__Required action__
From the MICSED periodic report summary below, list each cost area in which increased product stability is said to bring significant sustainability gains.

__Document excerpt__
Community Research and Development Information Service - CORDIS

Periodic Report Summary 1 - MICSED (MICSED - Molecular Interactions in Complex Systems)

The MICSED (Molecular Interactions in Complex Systems European Doctorate) is supporting five Early Stage Researchers (ESRs). They are working on a range of exciting projects delivering molecular-level insight into the complex physics and chemistries that lie behind modern consumer goods. Success in the projects will deliver new scientific knowledge but also allow step-changes in the efficacy of products used by billions of consumers world-wide. It will also allow increased product stability leading to significant sustainability gains in manufacturing, formulation, packaging and transport costs. The ESRs spent the first twelve months of their research programmes at Durham University based in either the Chemistry or Maths Departments, then moved to secondments at P&G innovation centres in Belgium and Germany. They’ll later return to Durham to complete their PhDs.
The principal scientific objectives of the MICSED programme are to:
1. Establish a theory to predict the length and timescale of small molecule migration in complex soft matter environments and on target surfaces and the impact of this process on mechanical properties.
2. Develop analytical methods and provide experimental data on small molecule partitioning in complex environments and the impact on adhesive strength to allow predictive models for future products.

__Entries shown__

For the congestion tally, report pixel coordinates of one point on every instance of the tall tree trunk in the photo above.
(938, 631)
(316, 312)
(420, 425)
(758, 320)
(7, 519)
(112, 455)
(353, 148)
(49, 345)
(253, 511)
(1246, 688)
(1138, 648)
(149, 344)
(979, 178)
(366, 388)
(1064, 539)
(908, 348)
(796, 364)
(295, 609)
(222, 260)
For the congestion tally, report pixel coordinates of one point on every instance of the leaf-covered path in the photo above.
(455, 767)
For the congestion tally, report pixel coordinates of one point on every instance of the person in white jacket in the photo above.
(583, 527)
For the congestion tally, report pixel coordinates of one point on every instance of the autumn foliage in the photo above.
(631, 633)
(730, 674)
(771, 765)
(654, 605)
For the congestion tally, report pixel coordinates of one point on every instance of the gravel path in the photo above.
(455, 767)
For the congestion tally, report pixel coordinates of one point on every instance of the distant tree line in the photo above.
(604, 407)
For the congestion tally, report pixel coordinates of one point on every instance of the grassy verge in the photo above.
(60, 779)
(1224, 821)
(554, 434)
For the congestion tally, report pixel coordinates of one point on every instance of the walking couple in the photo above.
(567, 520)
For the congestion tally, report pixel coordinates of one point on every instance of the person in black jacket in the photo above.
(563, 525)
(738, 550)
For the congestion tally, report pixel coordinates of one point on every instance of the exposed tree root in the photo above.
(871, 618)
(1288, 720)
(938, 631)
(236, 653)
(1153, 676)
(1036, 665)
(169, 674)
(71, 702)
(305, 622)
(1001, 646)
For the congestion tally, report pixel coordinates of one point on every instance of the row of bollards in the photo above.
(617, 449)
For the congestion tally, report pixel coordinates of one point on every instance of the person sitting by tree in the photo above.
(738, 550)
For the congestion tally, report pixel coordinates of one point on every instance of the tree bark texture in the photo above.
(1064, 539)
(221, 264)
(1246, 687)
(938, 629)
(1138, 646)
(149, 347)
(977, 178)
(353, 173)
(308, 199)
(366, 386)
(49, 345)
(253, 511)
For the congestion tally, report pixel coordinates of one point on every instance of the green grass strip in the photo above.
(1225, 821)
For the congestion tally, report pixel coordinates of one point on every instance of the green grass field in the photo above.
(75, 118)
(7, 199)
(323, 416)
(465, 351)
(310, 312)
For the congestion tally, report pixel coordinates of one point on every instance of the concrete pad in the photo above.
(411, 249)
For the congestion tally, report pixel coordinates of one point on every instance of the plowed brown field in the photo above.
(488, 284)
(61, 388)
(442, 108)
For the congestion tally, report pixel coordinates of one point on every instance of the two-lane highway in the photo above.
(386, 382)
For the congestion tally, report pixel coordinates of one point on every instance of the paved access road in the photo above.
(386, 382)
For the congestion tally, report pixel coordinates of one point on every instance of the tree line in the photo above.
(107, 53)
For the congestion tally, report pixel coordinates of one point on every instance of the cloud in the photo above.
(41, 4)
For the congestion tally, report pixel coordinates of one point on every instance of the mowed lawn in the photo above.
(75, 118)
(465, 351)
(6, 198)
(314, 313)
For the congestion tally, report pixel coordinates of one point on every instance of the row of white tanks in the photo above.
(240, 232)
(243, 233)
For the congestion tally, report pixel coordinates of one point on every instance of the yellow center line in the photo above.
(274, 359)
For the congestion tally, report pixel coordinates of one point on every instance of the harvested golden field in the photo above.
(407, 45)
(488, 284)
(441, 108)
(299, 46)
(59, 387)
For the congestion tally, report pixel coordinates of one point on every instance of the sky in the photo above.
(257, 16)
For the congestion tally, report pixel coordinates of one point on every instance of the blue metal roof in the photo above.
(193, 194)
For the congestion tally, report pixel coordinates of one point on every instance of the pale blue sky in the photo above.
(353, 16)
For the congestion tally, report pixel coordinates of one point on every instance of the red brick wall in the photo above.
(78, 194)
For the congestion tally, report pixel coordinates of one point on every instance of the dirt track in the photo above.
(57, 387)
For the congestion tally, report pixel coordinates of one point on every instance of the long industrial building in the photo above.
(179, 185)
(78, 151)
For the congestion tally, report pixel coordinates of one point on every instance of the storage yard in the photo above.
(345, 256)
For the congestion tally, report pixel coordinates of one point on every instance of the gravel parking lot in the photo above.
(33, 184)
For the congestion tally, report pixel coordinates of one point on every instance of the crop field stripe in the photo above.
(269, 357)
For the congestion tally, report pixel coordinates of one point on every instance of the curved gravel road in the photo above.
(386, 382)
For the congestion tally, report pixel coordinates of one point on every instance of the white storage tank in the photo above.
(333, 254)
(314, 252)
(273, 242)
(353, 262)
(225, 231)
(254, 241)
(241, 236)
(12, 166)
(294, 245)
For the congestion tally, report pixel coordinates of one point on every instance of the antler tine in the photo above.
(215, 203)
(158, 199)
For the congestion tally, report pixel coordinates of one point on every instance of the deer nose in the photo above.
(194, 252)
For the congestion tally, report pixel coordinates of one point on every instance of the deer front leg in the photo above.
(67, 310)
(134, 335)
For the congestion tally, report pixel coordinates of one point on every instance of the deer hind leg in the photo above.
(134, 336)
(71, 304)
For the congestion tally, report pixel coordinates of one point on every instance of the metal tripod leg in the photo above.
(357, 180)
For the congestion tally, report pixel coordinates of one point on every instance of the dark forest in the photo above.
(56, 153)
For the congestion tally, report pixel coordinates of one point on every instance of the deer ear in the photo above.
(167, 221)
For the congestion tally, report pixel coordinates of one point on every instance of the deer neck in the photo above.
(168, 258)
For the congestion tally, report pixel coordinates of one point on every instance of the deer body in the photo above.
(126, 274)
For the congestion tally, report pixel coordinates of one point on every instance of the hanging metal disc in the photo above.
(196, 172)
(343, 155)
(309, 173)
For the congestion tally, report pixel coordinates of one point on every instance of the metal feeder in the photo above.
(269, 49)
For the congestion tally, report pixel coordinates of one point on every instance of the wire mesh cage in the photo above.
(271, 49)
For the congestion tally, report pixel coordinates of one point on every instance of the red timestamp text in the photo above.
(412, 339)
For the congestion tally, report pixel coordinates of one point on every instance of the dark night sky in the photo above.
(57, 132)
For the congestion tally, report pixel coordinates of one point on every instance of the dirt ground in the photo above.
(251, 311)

__Exercise result__
Manufacturing, formulation, packaging, transport